# The Raid



## karatechop (Apr 30, 2012)

Anyone looking forward to *The Raid*? It's a new action film that looks absolutly INCREDIBLE! Every review I've read of it has been unbelievable and I really cannot wait to see it!

Anybody had the chance to catch it already?

Check out the trailer if you haven't seen it before...


----------



## frank raud (Apr 30, 2012)

I saw an advance screening about a month ago, this film lives up to its hype. The trailer does not do it justice. Put it another way, I have had no interest in seeing another action or martial arts film since seeing this movie, because I dont think it can be topped. Go see it on a big screen and enjoy.


----------



## Omar B (Apr 30, 2012)

I have not seen it yet, but I know they are releasing it in the US as "The Raid Redemption" because surprise surprise, some US company is already remaking it .... wait till they find out it's the same plot for the upcoming Judge Dredd movie.

As for the Raid, if you liked that dude who starred in it you should check out his first movie Merantau.


----------



## K-man (Apr 30, 2012)

Yes, I saw it a few weeks back.  Two hours of gratuitous violence.  Not my type of film I'm afraid. I went because my son (adult) asked me to go with him. I'll comment further after a few more posts.     :asian:


----------



## Omar B (Apr 30, 2012)

2 hours of violence yes, but not wall to wall action.  Hasn't been one of those in years.


----------



## karatechop (May 1, 2012)

Seem's like everyone's a fan then!  Here's that review I was talking about - http://www.totalfanhub.com/the-raid/blog/the-best-martial-arts-movie-of-all-time/ - they loved it and called it the best  Marial Arts film of ALL time. Pretty impressive!

Have you ever seen *District 13*, Omar? It's an incredible film with non-stop action. Definetly check this one out too if you get the chance.


----------



## frank raud (May 1, 2012)

Omar B said:


> 2 hours of violence yes, but not wall to wall action.  Hasn't been one of those in years.


 You haven't seen the movie, yet you can say it is not wall to wall action?


----------



## Omar B (May 1, 2012)

Nah, I haven't seen it yet, but I read the reviews.  Not wall to wall.  It's quite easy to find detailed reviews of movies released overseas a while ago.

....

▸ Request 1
Summarize the forum thread about The Raid in two sentences.

▸ Entries supplied
....

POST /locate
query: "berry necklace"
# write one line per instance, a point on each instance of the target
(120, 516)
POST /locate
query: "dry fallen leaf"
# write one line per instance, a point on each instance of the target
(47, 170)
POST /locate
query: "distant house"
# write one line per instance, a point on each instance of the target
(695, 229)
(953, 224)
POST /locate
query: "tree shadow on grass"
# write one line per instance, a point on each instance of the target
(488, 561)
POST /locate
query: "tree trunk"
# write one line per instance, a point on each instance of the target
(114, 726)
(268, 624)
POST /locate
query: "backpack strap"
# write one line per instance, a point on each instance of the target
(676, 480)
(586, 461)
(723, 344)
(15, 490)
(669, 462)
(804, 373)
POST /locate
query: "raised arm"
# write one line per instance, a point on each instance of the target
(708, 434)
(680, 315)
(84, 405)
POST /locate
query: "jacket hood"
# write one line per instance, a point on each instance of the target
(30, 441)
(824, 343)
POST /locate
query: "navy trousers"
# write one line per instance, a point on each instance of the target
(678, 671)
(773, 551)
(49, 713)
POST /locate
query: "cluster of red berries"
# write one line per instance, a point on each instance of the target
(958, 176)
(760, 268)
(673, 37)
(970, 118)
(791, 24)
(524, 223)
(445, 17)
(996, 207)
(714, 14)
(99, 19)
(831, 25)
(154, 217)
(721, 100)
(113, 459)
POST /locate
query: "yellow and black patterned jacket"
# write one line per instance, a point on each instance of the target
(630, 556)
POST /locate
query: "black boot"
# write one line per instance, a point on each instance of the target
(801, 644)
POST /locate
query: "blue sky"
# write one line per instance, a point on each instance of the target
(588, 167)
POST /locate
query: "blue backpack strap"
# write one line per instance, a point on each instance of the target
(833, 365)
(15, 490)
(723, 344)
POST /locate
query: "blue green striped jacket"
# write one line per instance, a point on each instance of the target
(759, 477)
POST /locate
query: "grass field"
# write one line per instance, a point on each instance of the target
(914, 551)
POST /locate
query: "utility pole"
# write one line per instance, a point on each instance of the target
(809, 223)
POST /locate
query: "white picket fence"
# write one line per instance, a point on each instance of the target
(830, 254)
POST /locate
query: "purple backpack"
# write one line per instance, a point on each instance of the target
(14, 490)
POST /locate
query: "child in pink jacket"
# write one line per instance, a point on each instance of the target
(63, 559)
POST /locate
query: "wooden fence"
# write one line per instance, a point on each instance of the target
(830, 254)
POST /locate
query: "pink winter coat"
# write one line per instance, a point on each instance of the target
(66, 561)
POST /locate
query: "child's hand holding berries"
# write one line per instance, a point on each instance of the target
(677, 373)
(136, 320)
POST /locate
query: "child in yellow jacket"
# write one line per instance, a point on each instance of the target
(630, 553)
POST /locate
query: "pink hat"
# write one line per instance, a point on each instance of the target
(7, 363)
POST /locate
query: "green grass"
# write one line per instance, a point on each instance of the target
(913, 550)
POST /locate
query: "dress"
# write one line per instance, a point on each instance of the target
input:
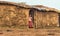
(30, 22)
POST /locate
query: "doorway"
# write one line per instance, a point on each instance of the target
(31, 14)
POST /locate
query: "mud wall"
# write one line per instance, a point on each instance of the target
(11, 15)
(44, 19)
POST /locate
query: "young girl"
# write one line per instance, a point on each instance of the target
(30, 22)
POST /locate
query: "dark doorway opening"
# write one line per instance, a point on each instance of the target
(31, 14)
(59, 19)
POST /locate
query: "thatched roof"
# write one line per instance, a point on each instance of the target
(38, 7)
(41, 7)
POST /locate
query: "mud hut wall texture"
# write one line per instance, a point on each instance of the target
(11, 15)
(43, 19)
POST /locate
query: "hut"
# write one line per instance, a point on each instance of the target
(14, 14)
(45, 16)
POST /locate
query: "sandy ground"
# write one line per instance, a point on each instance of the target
(29, 32)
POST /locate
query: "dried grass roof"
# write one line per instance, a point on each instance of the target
(38, 7)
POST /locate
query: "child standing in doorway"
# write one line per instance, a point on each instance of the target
(30, 22)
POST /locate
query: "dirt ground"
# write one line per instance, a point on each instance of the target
(29, 32)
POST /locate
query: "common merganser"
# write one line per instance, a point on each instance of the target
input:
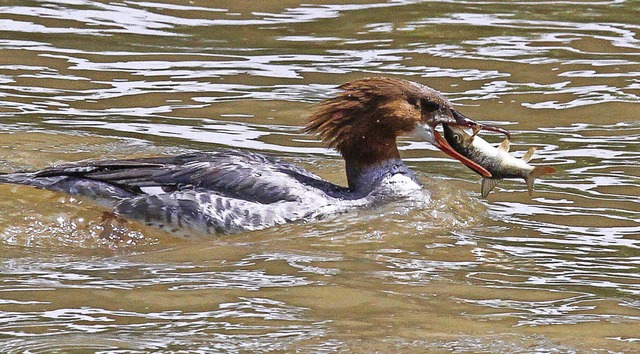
(233, 191)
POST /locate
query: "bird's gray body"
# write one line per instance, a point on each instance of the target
(220, 192)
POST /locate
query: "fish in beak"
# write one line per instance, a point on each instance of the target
(430, 134)
(444, 146)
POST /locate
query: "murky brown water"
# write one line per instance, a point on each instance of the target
(558, 272)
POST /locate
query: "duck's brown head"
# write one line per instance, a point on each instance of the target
(363, 121)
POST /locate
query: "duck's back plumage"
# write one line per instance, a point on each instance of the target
(226, 191)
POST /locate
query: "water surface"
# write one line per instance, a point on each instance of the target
(556, 272)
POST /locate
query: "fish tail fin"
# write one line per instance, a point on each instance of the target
(536, 173)
(488, 184)
(528, 155)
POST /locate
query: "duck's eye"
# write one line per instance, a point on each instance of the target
(429, 106)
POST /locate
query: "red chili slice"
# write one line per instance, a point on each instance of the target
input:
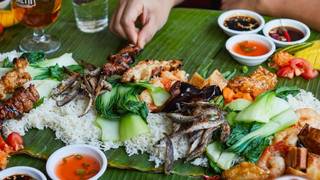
(1, 29)
(286, 71)
(15, 141)
(310, 74)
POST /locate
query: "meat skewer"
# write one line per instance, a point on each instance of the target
(22, 101)
(119, 63)
(14, 78)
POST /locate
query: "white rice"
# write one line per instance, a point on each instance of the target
(10, 55)
(72, 129)
(304, 100)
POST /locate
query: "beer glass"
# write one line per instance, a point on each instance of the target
(37, 14)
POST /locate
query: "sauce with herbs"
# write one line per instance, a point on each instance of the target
(19, 177)
(286, 33)
(251, 48)
(77, 167)
(241, 23)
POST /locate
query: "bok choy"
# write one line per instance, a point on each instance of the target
(40, 69)
(265, 107)
(122, 99)
(158, 94)
(258, 137)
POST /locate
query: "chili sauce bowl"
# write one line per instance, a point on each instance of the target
(58, 156)
(286, 23)
(250, 60)
(22, 170)
(240, 12)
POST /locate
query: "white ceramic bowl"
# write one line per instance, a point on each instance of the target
(250, 60)
(4, 4)
(35, 173)
(286, 22)
(240, 12)
(290, 178)
(57, 156)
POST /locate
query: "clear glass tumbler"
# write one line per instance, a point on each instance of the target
(91, 15)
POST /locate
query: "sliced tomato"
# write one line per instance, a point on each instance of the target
(3, 144)
(310, 74)
(15, 141)
(1, 29)
(286, 72)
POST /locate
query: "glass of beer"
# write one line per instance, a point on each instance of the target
(37, 14)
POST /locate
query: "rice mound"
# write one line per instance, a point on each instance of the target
(72, 129)
(304, 99)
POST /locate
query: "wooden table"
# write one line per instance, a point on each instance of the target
(190, 34)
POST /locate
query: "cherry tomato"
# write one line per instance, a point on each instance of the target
(286, 71)
(310, 74)
(215, 177)
(3, 144)
(1, 29)
(303, 68)
(15, 141)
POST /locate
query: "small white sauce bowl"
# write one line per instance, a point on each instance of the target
(4, 4)
(286, 22)
(290, 178)
(250, 60)
(240, 12)
(35, 173)
(58, 155)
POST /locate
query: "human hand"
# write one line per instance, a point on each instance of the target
(239, 4)
(151, 14)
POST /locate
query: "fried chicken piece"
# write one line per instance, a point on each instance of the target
(119, 63)
(22, 101)
(261, 80)
(15, 78)
(148, 69)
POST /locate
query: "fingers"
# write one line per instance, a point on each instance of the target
(129, 17)
(147, 32)
(115, 25)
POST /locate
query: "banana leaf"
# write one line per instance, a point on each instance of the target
(41, 143)
(190, 34)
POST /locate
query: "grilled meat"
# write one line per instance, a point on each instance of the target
(148, 69)
(15, 78)
(119, 63)
(258, 82)
(22, 101)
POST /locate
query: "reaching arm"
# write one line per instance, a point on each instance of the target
(151, 14)
(306, 11)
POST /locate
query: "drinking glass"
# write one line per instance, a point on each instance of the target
(91, 15)
(37, 14)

....

▸ Request 2
From the rows above, pull out each one that contains the word "yellow", treating uppercase and lowercase as different.

▸ Expected answer 1
A member asks whether anyone is looking forward to the action film The Raid, and one who saw an advance screening says it lives up to its hype, while another calls it two hours of gratuitous violence that was not his type of film. A third member notes that it is being released in the US as "The Raid Redemption" and, though he has not seen it, says from the reviews he read that it is not wall to wall action.

▸ Expected answer 2
query: "yellow and black patterned jacket"
query: "child in yellow jacket"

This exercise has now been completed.